Listed entries:
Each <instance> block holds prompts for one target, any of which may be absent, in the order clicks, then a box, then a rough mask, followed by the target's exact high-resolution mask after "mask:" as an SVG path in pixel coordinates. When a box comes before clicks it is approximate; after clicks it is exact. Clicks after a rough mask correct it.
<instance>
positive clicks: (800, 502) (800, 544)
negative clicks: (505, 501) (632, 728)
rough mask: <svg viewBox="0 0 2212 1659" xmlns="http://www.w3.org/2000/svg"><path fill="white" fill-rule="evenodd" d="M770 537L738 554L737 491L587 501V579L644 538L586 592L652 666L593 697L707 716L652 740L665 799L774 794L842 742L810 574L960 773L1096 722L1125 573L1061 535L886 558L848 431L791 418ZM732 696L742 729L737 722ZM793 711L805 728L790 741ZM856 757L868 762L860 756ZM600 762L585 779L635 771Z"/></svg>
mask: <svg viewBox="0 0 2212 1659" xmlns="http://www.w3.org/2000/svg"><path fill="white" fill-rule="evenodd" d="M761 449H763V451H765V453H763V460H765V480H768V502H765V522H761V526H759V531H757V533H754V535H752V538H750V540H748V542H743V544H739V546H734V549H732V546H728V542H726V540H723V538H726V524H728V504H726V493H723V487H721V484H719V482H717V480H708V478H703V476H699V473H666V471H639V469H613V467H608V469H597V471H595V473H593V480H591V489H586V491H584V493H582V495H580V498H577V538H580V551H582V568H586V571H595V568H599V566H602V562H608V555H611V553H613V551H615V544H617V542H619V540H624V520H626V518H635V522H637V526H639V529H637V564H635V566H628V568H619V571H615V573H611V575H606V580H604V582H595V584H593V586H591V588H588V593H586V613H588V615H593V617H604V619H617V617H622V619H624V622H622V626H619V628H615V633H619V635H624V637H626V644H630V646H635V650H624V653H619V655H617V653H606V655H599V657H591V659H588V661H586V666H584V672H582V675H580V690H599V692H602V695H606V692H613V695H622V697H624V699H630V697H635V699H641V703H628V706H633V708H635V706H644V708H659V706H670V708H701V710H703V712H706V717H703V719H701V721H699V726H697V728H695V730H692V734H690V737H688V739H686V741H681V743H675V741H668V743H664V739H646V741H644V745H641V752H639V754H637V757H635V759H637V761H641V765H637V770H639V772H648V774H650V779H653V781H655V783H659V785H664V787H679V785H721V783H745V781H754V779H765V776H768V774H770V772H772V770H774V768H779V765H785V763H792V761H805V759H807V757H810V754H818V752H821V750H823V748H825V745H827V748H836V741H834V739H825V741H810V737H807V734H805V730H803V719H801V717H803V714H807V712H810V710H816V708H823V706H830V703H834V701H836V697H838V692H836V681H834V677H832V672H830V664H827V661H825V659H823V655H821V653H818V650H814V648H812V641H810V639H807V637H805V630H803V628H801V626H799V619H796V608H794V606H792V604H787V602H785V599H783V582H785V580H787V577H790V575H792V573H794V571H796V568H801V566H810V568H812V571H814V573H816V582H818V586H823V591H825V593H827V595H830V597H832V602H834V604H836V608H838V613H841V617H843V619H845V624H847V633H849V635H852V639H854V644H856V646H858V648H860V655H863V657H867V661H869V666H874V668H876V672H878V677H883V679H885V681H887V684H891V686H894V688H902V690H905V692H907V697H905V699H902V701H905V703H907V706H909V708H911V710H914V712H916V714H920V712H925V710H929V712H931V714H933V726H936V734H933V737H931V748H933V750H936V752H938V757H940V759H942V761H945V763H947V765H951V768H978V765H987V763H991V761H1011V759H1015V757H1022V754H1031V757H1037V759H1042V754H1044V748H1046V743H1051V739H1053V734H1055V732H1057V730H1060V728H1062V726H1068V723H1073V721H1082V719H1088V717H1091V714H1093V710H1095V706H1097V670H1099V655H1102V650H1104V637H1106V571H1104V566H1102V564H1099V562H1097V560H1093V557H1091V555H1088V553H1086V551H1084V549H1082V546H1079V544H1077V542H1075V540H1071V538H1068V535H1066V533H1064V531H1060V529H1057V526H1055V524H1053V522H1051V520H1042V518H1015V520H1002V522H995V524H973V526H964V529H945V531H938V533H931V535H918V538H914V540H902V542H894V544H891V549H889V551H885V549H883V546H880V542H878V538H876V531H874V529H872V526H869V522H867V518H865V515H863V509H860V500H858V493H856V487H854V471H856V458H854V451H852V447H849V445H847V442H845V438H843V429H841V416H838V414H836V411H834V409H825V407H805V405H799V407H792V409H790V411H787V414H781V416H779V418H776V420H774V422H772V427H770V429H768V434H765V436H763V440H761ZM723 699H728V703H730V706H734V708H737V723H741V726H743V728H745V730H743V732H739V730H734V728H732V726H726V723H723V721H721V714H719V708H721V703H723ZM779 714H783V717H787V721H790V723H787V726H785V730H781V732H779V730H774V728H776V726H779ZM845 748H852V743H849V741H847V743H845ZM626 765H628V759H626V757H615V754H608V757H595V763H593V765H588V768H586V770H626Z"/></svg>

Problem requirements:
Can you pull out every line of the listing that contains the word "clicks"? Only matches with the same capitalization count.

Solution for this problem:
Each <instance> block holds prompts for one target, any of which may be absent, in the order clicks, then a box, then a rough mask, followed by the target's exact high-resolution mask after "mask:" as an SVG path in pixel coordinates. When a box comes before clicks it is approximate; after clicks it is exact. Clicks after a rough mask correct it.
positive clicks: (800, 502) (800, 544)
negative clicks: (505, 501) (632, 728)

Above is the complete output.